- Kris TV logo
- Genre: Talk show Magazine Lifestyle Cooking show
- Developed by: ABS-CBN Corporation
- Written by: Kris Aquino Darla Sauler Airene Aicah Sopeña Gian Carlo Isidro
- Directed by: Richie Garcia Pinggoy Generoso Erick Salud
- Presented by: Kris Aquino
- Theme music composer: Annabelle Regalado-Borja
- Opening theme: "Kris TV" by Angeline Quinto "Kris & Bimby Summer TV" by Darren Espanto
- Country of origin: Philippines
- Original languages: Filipino; English;
- No. of seasons: 5
- No. of episodes: 1,258

Production
- Executive producer: Jasmin Pallera
- Producers: Dianne Ifchelle Cruz Ermie Mambatac James Cantos Liza Madrienes Elaine Marie Garcia Krissa Donida Shereen Ghalya Niño Soriano Joy Chiong
- Running time: 60 minutes (2011–14) 90 minutes (2014–16)
- Production companies: ABS-CBN Studios K Productions

Original release
- Network: ABS-CBN
- Release: June 27, 2011 – April 15, 2016

Related
- Today with Kris Aquino; Morning Girls with Kris and Korina; Good Morning, Kris; Boy & Kris; Simply KC; Magandang Buhay;

= Kris TV =

Philippine defunct television talk show of ABS-CBN

Kris TV is a Philippine television talk show broadcast by ABS-CBN. Hosted by Kris Aquino, it aired on June 27, 2011, on the network's Umaganda line up. The show concluded on April 15, 2016 and it was replaced by Magandang Buhay.

The show was later cancelled in 2016 after almost 5 years after Aquino decided to leave ABS-CBN due to health conditions and to spend more time with her family.

(Records)

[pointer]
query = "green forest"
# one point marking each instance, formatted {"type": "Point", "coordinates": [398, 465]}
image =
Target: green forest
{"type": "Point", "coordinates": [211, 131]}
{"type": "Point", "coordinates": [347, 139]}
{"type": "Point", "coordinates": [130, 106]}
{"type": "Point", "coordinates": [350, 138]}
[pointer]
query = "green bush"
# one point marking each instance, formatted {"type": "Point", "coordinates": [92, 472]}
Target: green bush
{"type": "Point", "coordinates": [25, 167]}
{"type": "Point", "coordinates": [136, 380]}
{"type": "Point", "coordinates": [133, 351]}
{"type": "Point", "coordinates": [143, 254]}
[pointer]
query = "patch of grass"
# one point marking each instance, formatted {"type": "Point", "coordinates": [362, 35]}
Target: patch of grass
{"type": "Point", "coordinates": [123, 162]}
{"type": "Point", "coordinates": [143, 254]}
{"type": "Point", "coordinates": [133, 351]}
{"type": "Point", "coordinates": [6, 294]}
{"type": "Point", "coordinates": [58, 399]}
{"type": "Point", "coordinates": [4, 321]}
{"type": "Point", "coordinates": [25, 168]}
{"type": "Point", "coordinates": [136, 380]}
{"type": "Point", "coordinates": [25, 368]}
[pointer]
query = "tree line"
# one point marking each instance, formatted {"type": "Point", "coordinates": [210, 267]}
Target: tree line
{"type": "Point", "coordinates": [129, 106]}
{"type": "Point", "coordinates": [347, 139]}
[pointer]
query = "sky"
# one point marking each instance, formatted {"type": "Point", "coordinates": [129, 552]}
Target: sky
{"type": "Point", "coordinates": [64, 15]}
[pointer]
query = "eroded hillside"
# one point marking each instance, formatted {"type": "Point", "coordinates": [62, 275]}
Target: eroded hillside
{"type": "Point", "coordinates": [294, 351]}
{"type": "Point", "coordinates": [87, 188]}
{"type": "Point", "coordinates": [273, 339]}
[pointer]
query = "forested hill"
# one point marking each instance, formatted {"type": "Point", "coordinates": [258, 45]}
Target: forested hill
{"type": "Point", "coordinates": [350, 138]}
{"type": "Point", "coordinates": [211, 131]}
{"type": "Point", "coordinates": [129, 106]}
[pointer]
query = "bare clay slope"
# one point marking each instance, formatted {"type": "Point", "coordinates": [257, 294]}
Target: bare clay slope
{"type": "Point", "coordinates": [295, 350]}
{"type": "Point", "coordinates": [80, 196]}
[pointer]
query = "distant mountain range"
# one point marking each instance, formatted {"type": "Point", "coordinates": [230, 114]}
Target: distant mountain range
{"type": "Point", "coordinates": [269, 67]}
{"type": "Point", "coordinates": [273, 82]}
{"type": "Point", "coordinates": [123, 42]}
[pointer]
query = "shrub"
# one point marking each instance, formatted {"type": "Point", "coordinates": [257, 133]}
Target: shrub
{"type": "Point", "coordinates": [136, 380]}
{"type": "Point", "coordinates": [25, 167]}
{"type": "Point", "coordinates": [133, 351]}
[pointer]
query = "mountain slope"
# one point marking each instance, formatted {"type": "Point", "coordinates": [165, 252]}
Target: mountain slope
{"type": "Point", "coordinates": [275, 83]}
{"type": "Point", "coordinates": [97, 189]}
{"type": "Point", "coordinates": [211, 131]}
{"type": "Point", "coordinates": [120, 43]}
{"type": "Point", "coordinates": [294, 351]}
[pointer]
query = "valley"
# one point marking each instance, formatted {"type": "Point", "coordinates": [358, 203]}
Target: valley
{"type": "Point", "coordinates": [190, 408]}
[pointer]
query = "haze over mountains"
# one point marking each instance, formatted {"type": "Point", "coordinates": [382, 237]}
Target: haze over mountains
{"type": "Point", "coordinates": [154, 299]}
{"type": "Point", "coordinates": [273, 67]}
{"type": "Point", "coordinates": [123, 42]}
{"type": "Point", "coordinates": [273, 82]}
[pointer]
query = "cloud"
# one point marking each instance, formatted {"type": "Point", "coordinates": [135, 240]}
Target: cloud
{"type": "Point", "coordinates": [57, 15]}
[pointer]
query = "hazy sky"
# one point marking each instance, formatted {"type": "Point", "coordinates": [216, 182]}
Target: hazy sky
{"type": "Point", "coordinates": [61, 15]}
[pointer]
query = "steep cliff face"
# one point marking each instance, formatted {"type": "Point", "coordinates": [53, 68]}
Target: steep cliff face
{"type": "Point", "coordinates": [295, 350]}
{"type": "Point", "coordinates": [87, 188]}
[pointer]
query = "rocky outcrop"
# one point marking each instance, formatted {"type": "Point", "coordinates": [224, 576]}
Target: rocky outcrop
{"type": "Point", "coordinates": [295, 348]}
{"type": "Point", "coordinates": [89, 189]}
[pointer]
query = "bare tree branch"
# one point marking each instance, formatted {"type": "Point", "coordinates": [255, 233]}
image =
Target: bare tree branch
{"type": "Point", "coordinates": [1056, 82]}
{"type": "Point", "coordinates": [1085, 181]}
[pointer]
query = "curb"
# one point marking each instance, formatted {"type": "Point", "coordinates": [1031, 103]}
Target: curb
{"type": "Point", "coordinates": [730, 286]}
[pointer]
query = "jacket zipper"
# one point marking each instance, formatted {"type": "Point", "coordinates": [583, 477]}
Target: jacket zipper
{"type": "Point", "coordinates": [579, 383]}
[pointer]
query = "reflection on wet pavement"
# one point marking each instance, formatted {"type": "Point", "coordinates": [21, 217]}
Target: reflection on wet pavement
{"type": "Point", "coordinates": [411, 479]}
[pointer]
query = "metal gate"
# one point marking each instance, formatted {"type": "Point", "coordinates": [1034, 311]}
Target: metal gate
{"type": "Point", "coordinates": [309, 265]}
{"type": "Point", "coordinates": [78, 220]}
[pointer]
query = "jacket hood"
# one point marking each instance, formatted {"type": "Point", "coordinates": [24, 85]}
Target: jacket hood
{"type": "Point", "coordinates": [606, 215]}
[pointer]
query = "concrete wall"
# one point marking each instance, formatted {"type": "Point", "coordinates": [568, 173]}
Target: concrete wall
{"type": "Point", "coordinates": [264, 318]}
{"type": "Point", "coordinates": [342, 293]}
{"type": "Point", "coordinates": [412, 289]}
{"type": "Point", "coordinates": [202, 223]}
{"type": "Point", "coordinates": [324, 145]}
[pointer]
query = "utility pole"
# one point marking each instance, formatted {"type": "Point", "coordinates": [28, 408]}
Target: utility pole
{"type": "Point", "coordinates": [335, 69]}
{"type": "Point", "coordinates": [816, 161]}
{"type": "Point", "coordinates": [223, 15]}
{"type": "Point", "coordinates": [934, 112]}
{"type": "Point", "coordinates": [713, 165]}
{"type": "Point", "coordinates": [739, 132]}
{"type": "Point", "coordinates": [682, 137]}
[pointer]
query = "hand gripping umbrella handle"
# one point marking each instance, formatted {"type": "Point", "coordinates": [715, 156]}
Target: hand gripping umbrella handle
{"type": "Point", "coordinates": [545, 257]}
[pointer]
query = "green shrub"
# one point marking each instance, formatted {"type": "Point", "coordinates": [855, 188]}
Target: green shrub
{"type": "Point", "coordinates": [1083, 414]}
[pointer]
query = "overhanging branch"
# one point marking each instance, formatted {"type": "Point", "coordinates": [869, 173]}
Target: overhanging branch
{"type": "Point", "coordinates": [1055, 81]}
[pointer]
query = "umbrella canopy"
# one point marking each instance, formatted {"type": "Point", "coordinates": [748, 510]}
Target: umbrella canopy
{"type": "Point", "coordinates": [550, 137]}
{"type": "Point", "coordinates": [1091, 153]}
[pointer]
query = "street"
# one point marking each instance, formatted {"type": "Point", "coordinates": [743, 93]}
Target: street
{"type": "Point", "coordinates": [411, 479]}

**Task instructions**
Reproduce the part of the Kris TV text that runs from "Philippine defunct television" up to and including "by Magandang Buhay.".

**Task solution**
Philippine defunct television talk show of ABS-CBN

Kris TV is a Philippine television talk show broadcast by ABS-CBN. Hosted by Kris Aquino, it aired on June 27, 2011, on the network's Umaganda line up. The show concluded on April 15, 2016 and it was replaced by Magandang Buhay.